The records:
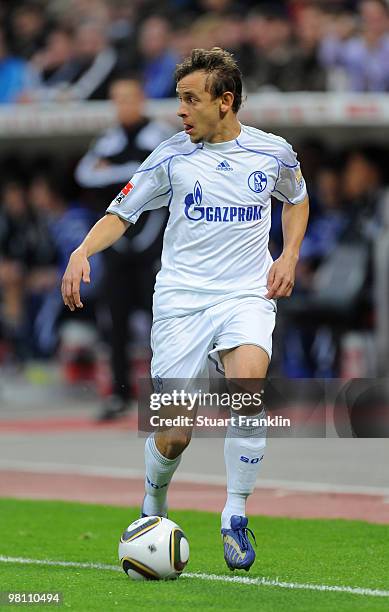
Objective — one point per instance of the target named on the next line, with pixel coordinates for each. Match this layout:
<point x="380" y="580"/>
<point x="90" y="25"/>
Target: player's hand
<point x="280" y="280"/>
<point x="78" y="269"/>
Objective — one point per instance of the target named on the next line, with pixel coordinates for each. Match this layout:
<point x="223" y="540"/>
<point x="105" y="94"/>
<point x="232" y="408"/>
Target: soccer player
<point x="216" y="291"/>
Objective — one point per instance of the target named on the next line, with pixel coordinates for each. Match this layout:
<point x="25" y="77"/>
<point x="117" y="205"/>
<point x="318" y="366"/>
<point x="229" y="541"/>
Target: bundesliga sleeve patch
<point x="124" y="192"/>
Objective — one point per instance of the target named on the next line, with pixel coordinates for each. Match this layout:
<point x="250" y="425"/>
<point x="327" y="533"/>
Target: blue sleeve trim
<point x="167" y="159"/>
<point x="160" y="195"/>
<point x="285" y="199"/>
<point x="279" y="161"/>
<point x="170" y="190"/>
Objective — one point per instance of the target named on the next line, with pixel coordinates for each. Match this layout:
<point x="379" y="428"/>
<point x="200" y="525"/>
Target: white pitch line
<point x="44" y="467"/>
<point x="212" y="577"/>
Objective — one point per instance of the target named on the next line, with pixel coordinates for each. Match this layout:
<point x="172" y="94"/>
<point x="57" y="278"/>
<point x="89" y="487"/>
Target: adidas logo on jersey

Task to complete:
Every entry, word for word: repeat it, but skip the images.

Expected answer:
Objective — one point per instance of the target named on the next line, with pixel coordinates for each. Match this layout:
<point x="380" y="580"/>
<point x="90" y="25"/>
Target: player's hand
<point x="280" y="280"/>
<point x="78" y="269"/>
Objective — one point per instance of the target named on the next line, with pixel coordinates for each. Match this layout:
<point x="223" y="540"/>
<point x="105" y="94"/>
<point x="232" y="408"/>
Target: soccer player
<point x="216" y="291"/>
Objective — one point per instance of the target named on the next line, with pixel coordinates for each. Match this layout:
<point x="25" y="77"/>
<point x="117" y="205"/>
<point x="318" y="366"/>
<point x="229" y="541"/>
Target: bundesliga sleeve patch
<point x="124" y="192"/>
Objective — one point per instance of the target named on the next line, with pixel coordinates for each. Match this layout:
<point x="250" y="425"/>
<point x="327" y="533"/>
Target: blue sleeve trim
<point x="167" y="159"/>
<point x="160" y="195"/>
<point x="285" y="199"/>
<point x="279" y="161"/>
<point x="170" y="190"/>
Objective — one point per instance of the target named on the next line, with pixel coordinates for each. Match this layout:
<point x="379" y="428"/>
<point x="200" y="525"/>
Target: white pitch line
<point x="44" y="467"/>
<point x="212" y="577"/>
Objective — one point per instance of the target named on the next line, with pixel coordinates for each. Match this layout:
<point x="172" y="94"/>
<point x="57" y="278"/>
<point x="89" y="487"/>
Target: adidas logo on jersey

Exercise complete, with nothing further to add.